Ten minutes later she rocks up with three people. Five minutes after that, some guy gets dropped off by a moped. People are being collected from god knows where, good thing we shopped around for the best price. Eventually, a massive bus pulls up on the side of the road and we all get in. I think they took our names at some point, but maybe not. Our guide was this cheetah print, cowboy boot wearing, shirt unbuttoned a few too many (maybe I’m making that up) stud of a man. Just so, so funny. He made inappropriate jokes which may have been a language barrier thing or a him thing. Either way, hilarious. At one point, we were offered the boat option back to Hoi An where we could pay 4 euros more to take the boat instead of the bus and it comes with lunch. I read online that this was not worth it at all and sure enough, some Irish guy we met said the same thing after he arrived back in Hoi An by boat. The meal was some rice and the boat journey wasn’t that nice.

Challenge 1: In the records, begin at the line that has "Objective: detect side" and stop after the line that has "(477, 257), (516, 293)". Change "license plate frame" to "license plate holder" and return those lines, with everything else kept the same.

Recorded data:

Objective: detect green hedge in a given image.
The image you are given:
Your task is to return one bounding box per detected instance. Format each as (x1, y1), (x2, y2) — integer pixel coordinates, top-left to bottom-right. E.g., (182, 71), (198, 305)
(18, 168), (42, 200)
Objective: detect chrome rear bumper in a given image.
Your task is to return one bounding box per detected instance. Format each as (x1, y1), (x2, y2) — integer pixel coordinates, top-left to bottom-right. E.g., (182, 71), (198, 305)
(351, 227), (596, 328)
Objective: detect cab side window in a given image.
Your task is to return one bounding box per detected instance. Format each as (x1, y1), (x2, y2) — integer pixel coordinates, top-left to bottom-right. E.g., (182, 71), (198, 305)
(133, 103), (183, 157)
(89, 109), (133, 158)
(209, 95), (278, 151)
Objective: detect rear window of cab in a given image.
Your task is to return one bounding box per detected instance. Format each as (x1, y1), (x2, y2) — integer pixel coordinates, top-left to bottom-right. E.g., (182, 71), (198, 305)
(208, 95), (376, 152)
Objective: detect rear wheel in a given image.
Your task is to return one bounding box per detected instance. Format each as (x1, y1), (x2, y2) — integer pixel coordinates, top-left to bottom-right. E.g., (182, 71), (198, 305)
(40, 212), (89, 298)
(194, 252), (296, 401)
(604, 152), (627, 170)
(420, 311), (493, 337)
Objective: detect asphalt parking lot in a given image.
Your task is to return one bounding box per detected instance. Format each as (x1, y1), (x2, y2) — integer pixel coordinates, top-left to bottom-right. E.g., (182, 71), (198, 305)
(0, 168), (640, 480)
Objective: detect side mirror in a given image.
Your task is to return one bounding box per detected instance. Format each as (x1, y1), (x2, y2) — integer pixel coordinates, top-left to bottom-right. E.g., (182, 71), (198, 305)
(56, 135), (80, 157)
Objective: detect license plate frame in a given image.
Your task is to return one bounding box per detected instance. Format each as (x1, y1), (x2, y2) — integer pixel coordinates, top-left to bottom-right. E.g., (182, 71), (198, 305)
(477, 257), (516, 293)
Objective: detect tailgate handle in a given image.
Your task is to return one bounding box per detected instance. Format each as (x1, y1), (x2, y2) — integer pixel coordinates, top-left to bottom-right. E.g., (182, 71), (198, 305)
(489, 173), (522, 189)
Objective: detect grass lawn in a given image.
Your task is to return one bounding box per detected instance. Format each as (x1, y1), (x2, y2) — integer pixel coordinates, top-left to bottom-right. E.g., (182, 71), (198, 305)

Challenge 2: List every means of transport mentioned in the travel account.

Exercise result 1:
Objective: detect side mirror in a given image.
Your task is to return one bounding box per detected instance. Format each as (x1, y1), (x2, y2) — integer pixel coordinates, top-left to bottom-right. E.g., (182, 71), (198, 305)
(56, 135), (80, 157)
Objective: detect license plate holder in a given image.
Your task is to return one bounding box per detected instance. Format each as (x1, y1), (x2, y2) — integer pixel coordinates, top-left to bottom-right. E.g., (182, 71), (198, 305)
(477, 257), (516, 293)

Exercise result 2: moped, bus, boat